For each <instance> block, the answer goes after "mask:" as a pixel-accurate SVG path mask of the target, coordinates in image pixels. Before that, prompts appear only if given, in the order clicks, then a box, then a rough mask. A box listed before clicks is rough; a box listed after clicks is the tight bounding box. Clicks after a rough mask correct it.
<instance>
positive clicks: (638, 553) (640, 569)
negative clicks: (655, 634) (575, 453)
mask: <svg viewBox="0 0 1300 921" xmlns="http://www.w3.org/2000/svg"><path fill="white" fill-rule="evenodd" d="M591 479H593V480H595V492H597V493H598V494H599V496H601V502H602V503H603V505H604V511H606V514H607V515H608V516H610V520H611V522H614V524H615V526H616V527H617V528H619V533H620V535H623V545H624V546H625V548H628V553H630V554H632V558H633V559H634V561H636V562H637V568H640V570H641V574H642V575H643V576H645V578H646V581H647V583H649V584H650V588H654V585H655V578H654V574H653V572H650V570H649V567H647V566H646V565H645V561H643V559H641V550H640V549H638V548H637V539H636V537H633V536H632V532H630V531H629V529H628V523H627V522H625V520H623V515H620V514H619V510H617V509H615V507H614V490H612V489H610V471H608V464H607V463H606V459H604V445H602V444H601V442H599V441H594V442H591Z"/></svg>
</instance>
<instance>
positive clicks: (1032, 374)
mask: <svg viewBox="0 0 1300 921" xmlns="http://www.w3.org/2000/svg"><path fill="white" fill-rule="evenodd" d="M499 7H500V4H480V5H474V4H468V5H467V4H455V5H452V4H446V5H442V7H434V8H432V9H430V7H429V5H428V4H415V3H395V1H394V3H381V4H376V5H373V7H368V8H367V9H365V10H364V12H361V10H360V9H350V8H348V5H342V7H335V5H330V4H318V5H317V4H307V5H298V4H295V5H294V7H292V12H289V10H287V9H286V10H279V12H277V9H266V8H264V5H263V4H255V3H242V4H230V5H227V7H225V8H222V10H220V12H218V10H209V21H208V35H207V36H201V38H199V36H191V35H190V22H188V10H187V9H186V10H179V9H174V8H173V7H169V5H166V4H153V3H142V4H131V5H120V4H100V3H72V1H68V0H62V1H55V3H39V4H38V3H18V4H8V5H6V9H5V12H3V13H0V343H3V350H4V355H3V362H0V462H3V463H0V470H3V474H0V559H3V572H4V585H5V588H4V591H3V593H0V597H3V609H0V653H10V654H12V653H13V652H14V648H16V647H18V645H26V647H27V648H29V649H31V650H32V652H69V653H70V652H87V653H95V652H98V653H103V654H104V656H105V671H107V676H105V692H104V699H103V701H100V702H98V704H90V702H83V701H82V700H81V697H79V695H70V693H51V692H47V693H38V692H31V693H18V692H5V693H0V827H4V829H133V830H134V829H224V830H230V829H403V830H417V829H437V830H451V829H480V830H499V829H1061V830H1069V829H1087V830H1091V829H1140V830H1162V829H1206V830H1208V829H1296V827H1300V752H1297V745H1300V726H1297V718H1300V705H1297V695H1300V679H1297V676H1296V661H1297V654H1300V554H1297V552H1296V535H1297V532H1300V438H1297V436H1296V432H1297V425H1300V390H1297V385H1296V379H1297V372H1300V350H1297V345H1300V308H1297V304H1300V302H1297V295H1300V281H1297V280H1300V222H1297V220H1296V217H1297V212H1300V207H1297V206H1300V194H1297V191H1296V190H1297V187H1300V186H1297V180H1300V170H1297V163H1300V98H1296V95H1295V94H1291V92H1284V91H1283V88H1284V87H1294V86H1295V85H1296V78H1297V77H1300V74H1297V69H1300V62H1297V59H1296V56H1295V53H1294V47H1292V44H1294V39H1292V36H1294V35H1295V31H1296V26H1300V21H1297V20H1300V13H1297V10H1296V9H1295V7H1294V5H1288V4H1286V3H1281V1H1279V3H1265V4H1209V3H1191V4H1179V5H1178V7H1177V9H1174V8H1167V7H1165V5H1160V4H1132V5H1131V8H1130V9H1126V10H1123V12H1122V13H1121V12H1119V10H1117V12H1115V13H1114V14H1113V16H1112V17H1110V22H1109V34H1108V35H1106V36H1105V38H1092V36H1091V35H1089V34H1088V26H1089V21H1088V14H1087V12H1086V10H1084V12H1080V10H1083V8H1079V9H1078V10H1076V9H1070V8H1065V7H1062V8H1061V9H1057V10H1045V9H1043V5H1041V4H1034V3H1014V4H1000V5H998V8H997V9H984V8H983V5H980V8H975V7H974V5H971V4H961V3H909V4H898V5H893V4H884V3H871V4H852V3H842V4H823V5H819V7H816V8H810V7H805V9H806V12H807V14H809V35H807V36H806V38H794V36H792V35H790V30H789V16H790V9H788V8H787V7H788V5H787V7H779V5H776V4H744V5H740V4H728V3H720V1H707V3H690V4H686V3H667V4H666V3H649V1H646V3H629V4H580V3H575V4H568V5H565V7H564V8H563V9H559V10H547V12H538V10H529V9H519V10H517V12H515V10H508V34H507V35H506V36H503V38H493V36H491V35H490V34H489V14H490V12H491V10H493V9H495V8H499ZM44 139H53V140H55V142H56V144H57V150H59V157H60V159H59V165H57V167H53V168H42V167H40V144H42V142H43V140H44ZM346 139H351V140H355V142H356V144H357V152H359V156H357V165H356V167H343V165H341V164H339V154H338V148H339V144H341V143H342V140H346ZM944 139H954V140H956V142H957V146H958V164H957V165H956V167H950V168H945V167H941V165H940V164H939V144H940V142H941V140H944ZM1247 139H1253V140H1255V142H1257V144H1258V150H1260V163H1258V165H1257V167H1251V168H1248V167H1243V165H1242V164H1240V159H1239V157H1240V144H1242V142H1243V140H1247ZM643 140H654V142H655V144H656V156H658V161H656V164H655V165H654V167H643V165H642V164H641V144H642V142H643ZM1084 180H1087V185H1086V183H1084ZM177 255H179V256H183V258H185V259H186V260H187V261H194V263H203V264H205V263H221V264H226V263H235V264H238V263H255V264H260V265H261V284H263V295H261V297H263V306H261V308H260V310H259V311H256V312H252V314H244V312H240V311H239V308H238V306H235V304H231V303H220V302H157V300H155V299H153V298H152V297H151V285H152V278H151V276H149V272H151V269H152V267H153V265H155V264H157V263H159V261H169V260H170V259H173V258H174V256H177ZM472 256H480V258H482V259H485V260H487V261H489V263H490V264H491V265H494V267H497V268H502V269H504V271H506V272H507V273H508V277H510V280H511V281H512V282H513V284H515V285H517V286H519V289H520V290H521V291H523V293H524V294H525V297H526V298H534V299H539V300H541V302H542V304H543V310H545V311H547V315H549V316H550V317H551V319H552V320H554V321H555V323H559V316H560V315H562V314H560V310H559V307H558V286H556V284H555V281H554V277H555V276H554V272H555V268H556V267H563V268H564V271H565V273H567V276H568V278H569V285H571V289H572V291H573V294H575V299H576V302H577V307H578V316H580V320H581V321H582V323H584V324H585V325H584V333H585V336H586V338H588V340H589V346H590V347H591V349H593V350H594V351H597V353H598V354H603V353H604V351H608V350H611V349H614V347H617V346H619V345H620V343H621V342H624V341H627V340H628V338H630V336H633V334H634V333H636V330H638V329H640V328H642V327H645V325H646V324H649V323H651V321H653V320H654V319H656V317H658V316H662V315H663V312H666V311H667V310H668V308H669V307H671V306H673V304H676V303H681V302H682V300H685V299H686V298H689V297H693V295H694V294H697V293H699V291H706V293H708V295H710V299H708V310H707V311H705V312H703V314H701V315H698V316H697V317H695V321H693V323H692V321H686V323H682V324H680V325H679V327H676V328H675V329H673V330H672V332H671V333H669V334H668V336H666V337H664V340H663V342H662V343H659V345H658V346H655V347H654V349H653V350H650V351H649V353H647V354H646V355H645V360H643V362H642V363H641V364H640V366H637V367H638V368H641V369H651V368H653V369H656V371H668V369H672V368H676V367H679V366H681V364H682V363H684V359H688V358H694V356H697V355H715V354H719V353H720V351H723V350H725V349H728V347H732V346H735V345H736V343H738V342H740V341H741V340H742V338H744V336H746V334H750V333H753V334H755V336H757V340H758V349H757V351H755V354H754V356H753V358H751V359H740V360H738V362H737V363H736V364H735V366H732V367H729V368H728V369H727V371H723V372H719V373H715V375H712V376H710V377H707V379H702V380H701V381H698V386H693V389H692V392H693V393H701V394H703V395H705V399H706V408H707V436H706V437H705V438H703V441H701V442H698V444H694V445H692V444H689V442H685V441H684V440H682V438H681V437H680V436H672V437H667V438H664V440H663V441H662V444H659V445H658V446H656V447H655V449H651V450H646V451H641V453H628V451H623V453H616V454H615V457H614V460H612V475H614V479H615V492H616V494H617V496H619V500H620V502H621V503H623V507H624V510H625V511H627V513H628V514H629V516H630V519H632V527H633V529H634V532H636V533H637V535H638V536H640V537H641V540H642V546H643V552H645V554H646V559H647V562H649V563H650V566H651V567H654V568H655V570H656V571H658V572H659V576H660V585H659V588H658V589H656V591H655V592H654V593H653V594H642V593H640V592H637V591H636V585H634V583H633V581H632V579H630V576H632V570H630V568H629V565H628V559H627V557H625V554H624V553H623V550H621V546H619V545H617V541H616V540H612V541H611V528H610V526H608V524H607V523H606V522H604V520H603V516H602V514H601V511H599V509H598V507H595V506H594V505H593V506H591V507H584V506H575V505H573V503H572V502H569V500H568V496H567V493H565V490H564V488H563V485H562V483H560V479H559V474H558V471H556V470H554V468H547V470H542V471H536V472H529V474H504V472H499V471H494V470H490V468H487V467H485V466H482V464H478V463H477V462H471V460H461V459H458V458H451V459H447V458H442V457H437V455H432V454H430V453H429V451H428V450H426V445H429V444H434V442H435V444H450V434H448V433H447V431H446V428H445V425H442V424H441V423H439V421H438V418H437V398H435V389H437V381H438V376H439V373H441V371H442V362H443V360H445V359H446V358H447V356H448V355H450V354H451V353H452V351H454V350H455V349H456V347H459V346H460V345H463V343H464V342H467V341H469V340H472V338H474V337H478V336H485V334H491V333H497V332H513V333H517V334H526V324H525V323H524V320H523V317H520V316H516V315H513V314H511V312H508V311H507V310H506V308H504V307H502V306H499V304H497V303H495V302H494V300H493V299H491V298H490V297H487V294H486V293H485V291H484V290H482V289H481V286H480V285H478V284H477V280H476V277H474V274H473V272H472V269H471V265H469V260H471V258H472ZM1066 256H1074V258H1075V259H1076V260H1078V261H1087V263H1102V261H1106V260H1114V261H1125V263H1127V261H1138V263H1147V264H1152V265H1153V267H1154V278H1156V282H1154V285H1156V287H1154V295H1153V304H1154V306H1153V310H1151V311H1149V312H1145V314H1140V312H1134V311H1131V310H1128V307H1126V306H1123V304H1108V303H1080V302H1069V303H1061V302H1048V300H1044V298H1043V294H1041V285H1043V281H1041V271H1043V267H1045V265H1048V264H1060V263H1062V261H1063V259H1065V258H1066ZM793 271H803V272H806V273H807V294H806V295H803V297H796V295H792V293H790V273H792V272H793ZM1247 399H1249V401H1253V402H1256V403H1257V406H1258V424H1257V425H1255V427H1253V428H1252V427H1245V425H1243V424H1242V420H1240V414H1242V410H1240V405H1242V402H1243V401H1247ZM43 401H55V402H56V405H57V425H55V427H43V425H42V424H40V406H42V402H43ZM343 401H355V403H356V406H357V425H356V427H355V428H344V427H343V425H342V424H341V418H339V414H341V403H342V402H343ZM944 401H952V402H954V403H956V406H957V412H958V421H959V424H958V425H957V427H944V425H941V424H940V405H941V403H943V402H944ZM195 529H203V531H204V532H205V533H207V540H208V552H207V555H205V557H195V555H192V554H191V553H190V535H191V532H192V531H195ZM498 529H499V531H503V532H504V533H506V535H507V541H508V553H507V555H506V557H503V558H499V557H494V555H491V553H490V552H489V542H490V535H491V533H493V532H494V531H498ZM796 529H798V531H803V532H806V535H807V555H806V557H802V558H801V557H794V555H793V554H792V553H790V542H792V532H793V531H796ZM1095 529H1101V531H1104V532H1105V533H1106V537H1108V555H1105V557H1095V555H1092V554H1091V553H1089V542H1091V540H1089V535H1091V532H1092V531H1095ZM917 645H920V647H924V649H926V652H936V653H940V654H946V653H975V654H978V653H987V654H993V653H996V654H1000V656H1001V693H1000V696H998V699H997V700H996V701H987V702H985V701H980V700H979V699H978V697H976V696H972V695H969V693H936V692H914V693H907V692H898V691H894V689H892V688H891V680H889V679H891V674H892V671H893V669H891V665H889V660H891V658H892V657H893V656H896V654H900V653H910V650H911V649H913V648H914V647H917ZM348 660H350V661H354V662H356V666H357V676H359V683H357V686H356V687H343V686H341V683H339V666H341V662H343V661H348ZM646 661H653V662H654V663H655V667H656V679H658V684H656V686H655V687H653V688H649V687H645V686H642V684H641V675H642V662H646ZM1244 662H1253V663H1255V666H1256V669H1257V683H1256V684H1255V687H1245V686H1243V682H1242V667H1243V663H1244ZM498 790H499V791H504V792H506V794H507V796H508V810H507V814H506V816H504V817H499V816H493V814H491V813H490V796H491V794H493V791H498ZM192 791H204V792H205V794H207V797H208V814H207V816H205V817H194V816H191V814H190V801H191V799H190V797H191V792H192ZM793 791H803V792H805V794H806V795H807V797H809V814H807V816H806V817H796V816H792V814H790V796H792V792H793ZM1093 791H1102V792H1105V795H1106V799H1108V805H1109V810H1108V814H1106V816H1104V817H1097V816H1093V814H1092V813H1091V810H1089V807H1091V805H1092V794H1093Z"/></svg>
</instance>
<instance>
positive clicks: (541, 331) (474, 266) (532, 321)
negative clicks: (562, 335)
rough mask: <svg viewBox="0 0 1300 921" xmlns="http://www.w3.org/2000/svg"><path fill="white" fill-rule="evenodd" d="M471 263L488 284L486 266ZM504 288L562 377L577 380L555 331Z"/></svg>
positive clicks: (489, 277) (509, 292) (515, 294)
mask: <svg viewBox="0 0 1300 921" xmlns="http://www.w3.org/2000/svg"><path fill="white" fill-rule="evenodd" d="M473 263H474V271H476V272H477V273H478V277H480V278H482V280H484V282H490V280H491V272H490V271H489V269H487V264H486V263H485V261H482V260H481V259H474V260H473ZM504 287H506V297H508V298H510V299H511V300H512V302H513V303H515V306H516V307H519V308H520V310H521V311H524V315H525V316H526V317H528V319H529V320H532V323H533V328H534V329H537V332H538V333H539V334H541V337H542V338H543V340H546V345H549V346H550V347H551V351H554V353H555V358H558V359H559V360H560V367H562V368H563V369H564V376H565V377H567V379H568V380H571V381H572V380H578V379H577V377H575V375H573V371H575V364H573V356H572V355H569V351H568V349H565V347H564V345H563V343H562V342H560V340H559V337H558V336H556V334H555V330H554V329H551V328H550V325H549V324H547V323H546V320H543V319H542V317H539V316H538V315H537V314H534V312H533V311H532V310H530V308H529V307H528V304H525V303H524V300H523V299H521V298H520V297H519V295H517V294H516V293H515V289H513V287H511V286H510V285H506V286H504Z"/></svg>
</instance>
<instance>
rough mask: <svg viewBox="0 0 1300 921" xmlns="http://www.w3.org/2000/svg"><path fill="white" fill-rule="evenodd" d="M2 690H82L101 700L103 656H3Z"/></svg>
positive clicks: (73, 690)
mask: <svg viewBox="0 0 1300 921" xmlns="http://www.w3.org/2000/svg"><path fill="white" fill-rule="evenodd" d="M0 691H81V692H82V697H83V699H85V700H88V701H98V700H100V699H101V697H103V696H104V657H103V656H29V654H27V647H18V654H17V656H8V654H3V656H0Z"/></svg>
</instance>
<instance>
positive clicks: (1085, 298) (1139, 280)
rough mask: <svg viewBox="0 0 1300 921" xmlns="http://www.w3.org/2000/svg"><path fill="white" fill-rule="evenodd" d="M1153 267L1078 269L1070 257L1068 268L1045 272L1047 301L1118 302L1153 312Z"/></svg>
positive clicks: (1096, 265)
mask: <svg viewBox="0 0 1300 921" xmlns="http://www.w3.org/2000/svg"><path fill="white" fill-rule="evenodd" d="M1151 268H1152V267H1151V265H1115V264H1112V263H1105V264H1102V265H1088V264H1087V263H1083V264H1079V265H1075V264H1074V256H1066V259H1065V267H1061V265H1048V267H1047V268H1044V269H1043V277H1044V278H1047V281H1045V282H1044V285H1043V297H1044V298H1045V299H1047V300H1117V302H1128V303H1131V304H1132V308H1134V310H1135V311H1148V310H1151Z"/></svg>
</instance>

|---|

#### Brief
Exactly repeat the lines from the line that contains "positive clicks: (1085, 298) (1139, 280)" to the end of the entries, both included, and leave out all other lines.

#### Solution for this exercise
positive clicks: (1085, 298) (1139, 280)
rough mask: <svg viewBox="0 0 1300 921" xmlns="http://www.w3.org/2000/svg"><path fill="white" fill-rule="evenodd" d="M1153 267L1078 269L1070 257L1068 268L1045 272L1047 301L1118 302L1153 312Z"/></svg>
positive clicks: (1096, 265)
mask: <svg viewBox="0 0 1300 921" xmlns="http://www.w3.org/2000/svg"><path fill="white" fill-rule="evenodd" d="M1151 268H1152V267H1151V265H1115V264H1112V263H1105V264H1102V265H1088V264H1087V263H1083V264H1079V265H1075V264H1074V256H1066V259H1065V267H1061V265H1048V267H1047V268H1044V269H1043V277H1044V278H1047V281H1045V282H1044V285H1043V297H1044V298H1045V299H1047V300H1117V302H1128V303H1131V304H1132V308H1134V310H1135V311H1148V310H1151Z"/></svg>
</instance>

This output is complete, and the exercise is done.